Marcus v. Commissioner of Internal Revenue, 13992.

Decision Date18 February 1953
Docket NumberNo. 13992.,13992.
Citation201 F.2d 850
PartiesMARCUS et al. v. COMMISSIONER OF INTERNAL REVENUE.
CourtU.S. Court of Appeals — Fifth Circuit

Edmund L. Brunini, Vicksburg, Miss., Brunini, Everett, Grantham & Quin, Vicksburg, Miss., for petitioners.

Louise Foster, Carolyn R. Just, Sp. Assts. to Atty. Gen., Ellis N. Slack, Acting Asst. Atty. Gen., Mason B. Leming, Acting Chief Counsel, Bur. Int. Rev. and John M. Morawski, Sp. Attorney, Washington, D. C., for respondent.

Before HUTCHESON, Chief Judge, and STRUM and RIVES, Circuit Judges.

HUTCHESON, Chief Judge.

This is an appeal from a decision of the tax court determining deficiencies in income taxes for the calendar years ending December, 1943, 1944, and 1945. It presents for our decision the single question whether the tax court erred in finding and holding that the petitioners did not in good faith form a valid partnership with their wives within the holdings and teachings of Culbertson v. Commissioner, 337 U.S. 733, 69 S.Ct. 1210, 93 L.Ed. 1659, and the cases from our court1 construing and applying the income tax laws in accordance with the principles that case lays down.

Another in the long line of family partnership cases, in which a deficiency having been incorrectly determined by the commissioner and as incorrectly redetermined by the tax court, upon the authority of Tower and Lusthaus2 and by the mechanical and rigid application of their so-called tests, this is perhaps the last of such cases which will have to be dealt with by this court. Cf. Clarence B. Ford, 19 T.C. 29.

In par. IV-B of their petition to the tax court, filed May 2, 1949, the complaining taxpayers alleged that the commissioner, in allocating to them the portions of the income belonging to their wives as partners in the Marcus Furniture Company, had erroneously predicated his determination "upon the principles enunciated in the now famous Tower and Lusthaus cases."

The commissioner, in his answer filed June 13, 1949, thus pleaded to the soft impeachment, "Admits that respondent relies upon Commissioner v. Tower, 327 U.S. 280, 66 S.Ct. 532, 90 L.Ed. 670, and Lusthaus v. Commissioner, 327 U.S. 293, 66 S.Ct. 539, 90 L.Ed. 679, for his position set forth in the statutory notice of deficiency * * *, that Mrs. Reva K. Marcus and Mrs. Rosalie P. Marcus were not members of the partnership."

Further, when the case was heard and decided in the tax court, though the opinion in Commissioner v. Culbertson, supra, had by then come down and the Supreme Court had in it clarified the meaning and effect of those decisions and pointed out the error of commissioner and tax court in interpreting and applying their so-called tests, the case was heard and decided by the tax court judge as though this had not been done.

Apparently ignoring the limiting and clarifying effect of the Culbertson decision upon these so-called tests, the tax court judge stated, at Record p. 127:

"* * * the question of law has been set forth by the Supreme Court in the Tower and Lusthaus cases and lately in the Culbertson case, and I presume you know what the tests are which have been laid down in those cases."

● **Supplied data**

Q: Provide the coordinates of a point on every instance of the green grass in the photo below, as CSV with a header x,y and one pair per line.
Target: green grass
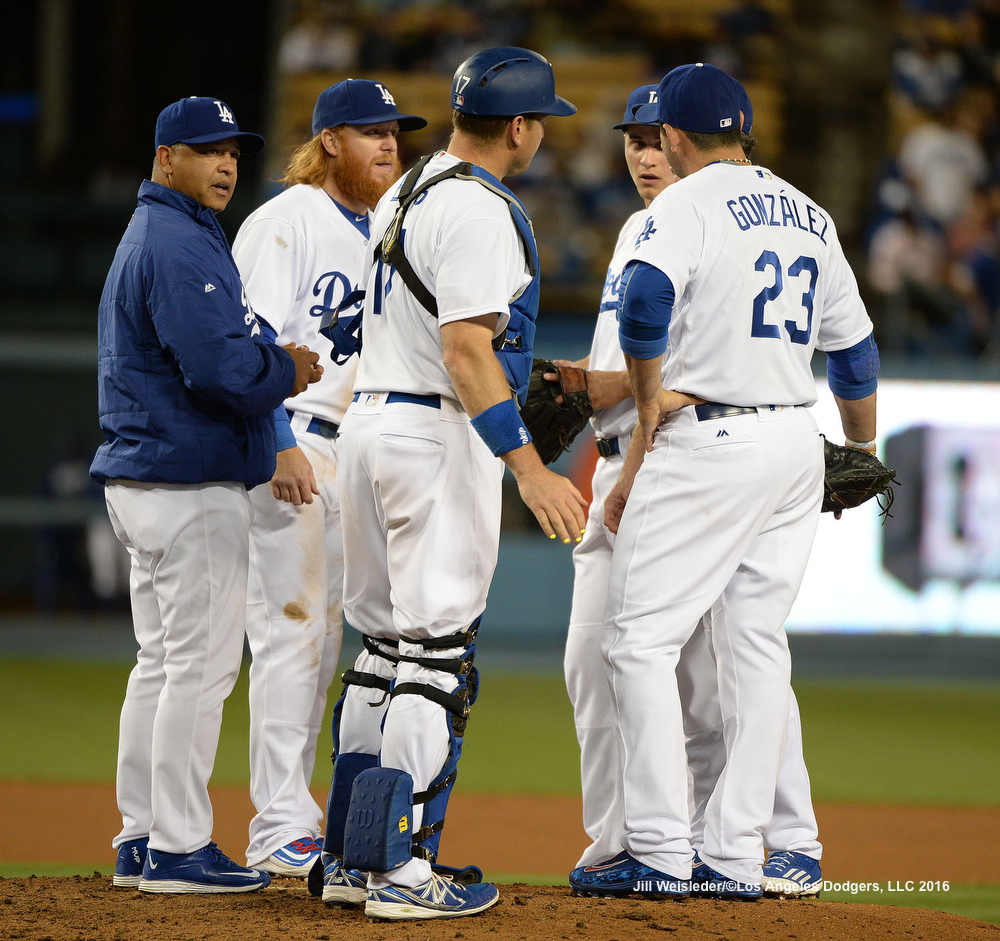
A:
x,y
864,741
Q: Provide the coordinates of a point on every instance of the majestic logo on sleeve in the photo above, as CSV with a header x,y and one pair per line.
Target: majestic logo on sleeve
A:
x,y
225,115
647,231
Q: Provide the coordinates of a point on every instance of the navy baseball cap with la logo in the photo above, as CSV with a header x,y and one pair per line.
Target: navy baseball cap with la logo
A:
x,y
643,95
700,98
202,121
360,101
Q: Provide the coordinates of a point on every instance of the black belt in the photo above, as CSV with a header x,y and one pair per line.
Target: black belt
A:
x,y
607,447
431,401
711,410
320,426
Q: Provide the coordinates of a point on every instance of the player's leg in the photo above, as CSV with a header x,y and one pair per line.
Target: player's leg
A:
x,y
197,537
294,646
752,650
439,491
698,685
791,838
134,775
680,539
358,714
587,683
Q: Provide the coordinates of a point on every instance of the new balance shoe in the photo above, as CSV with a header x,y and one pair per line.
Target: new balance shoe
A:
x,y
623,876
710,884
343,886
128,866
294,859
439,897
789,875
207,870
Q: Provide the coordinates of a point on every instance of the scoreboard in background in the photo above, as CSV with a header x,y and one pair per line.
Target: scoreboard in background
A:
x,y
935,565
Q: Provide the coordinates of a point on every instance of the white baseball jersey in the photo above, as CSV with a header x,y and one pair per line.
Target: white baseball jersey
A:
x,y
797,295
467,223
297,258
794,824
299,254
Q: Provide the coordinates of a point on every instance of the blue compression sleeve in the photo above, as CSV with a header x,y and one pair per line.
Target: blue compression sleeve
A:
x,y
853,373
647,301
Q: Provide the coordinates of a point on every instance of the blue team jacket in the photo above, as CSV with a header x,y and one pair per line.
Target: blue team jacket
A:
x,y
187,386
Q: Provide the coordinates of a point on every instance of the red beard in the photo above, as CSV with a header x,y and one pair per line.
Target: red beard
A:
x,y
355,178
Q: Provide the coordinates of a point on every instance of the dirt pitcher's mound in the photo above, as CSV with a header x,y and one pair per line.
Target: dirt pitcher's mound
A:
x,y
82,908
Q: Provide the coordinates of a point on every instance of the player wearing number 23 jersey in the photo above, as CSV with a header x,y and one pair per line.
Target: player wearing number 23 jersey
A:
x,y
734,280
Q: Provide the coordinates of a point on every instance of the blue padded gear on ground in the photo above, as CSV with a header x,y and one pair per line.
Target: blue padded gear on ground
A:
x,y
346,769
379,831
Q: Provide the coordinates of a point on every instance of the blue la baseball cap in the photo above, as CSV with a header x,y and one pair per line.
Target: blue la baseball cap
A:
x,y
202,121
638,98
700,98
360,101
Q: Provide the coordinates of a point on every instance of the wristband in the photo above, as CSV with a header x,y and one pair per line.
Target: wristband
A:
x,y
500,426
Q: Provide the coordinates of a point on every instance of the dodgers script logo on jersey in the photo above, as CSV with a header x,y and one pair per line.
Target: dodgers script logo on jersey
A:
x,y
334,286
611,294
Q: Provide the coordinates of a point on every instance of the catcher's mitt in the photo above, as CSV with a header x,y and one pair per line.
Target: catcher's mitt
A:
x,y
554,425
854,476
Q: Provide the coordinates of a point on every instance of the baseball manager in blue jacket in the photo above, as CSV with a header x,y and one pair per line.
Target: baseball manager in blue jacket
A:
x,y
187,392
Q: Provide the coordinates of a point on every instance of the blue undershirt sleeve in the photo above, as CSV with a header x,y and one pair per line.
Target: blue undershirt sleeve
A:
x,y
853,373
644,309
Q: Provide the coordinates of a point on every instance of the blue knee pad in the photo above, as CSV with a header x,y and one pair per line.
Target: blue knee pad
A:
x,y
346,769
379,832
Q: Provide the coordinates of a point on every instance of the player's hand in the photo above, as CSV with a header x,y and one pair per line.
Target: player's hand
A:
x,y
558,506
307,368
293,480
651,415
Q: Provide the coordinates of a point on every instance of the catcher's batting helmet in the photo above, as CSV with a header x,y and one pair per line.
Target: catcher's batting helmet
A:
x,y
507,80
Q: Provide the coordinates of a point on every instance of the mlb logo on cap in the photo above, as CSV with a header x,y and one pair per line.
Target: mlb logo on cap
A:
x,y
202,121
700,98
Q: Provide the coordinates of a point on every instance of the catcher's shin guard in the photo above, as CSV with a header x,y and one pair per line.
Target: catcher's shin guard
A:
x,y
347,766
457,704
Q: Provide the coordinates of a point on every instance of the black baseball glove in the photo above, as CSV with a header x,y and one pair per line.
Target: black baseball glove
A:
x,y
854,476
555,411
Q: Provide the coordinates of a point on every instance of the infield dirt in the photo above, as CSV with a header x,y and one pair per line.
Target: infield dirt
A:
x,y
502,834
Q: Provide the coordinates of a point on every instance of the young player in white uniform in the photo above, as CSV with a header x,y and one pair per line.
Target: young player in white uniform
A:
x,y
735,279
299,254
420,484
793,828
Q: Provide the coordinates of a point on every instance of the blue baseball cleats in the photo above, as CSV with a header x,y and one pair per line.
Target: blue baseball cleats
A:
x,y
294,859
439,897
128,866
207,870
789,875
624,876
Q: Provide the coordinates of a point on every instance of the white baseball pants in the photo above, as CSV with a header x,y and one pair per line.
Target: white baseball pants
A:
x,y
294,626
721,517
189,554
420,497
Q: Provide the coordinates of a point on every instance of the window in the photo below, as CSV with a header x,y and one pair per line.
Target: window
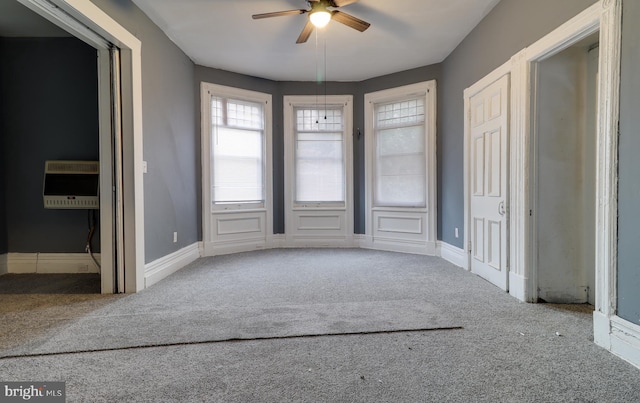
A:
x,y
237,151
399,166
319,155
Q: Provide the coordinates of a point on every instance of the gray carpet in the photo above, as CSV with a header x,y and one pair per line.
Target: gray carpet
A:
x,y
34,283
281,295
506,351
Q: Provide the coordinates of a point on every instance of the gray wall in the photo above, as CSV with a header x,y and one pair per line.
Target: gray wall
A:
x,y
49,111
566,174
279,89
171,140
510,26
629,167
3,213
171,186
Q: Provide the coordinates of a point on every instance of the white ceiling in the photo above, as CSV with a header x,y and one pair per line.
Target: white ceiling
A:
x,y
404,34
17,20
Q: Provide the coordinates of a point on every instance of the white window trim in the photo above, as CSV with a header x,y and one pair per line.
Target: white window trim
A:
x,y
208,209
290,102
428,90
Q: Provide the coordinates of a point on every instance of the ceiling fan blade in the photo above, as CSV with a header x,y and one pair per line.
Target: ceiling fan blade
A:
x,y
278,14
306,32
350,21
342,3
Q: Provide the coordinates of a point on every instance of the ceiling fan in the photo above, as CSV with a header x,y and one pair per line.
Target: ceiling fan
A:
x,y
320,15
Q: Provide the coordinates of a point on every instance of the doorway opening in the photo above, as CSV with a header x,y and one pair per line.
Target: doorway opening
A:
x,y
563,194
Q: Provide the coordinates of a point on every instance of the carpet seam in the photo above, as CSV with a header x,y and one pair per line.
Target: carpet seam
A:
x,y
230,340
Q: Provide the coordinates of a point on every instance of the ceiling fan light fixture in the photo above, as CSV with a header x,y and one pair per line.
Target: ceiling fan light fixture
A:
x,y
320,18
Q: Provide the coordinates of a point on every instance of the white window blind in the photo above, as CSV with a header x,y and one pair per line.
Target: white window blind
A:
x,y
319,155
237,145
400,167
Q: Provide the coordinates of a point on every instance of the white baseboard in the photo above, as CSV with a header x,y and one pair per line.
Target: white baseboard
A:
x,y
453,254
395,245
163,267
625,340
235,246
518,287
601,330
49,263
315,241
3,264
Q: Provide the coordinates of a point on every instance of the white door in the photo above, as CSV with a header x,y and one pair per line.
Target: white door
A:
x,y
489,119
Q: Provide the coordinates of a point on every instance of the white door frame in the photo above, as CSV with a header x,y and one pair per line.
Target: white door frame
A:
x,y
90,24
469,93
523,275
617,335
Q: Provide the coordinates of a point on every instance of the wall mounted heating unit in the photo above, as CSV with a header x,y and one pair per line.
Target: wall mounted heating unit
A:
x,y
71,185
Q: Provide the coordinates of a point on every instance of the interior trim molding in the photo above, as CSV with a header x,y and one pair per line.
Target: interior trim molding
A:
x,y
3,264
521,179
169,264
625,340
49,263
453,254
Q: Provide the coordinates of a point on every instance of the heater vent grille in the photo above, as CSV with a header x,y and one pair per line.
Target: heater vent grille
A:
x,y
71,185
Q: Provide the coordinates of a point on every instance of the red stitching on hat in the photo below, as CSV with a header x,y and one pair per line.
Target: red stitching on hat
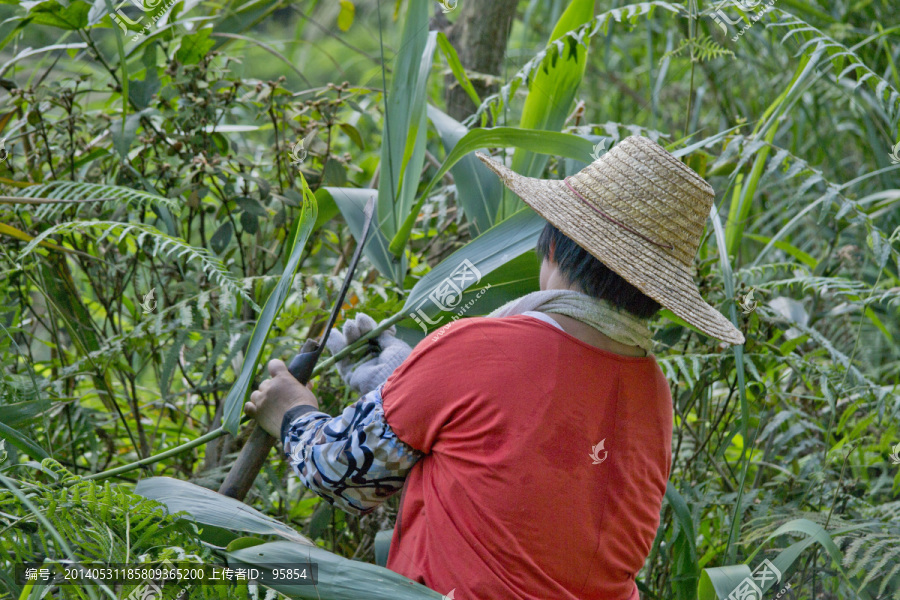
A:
x,y
611,220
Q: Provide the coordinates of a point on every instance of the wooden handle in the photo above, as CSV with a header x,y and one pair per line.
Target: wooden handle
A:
x,y
250,461
253,455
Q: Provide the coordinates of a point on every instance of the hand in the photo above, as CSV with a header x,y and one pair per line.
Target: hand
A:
x,y
275,396
369,374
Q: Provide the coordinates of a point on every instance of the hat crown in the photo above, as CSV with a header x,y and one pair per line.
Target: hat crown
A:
x,y
644,189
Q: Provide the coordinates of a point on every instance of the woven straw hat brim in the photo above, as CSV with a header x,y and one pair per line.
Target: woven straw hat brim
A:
x,y
656,271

● **Written task 1**
In the court opinion excerpt, on what date did the commissioner file his answer?
● **Written task 2**
Print the court opinion excerpt from "CourtU.S. Court of" to "RIVES, Circuit Judges.".

● **Problem solution 1**
June 13, 1949.

● **Problem solution 2**
CourtU.S. Court of Appeals — Fifth Circuit

Edmund L. Brunini, Vicksburg, Miss., Brunini, Everett, Grantham & Quin, Vicksburg, Miss., for petitioners.

Louise Foster, Carolyn R. Just, Sp. Assts. to Atty. Gen., Ellis N. Slack, Acting Asst. Atty. Gen., Mason B. Leming, Acting Chief Counsel, Bur. Int. Rev. and John M. Morawski, Sp. Attorney, Washington, D. C., for respondent.

Before HUTCHESON, Chief Judge, and STRUM and RIVES, Circuit Judges.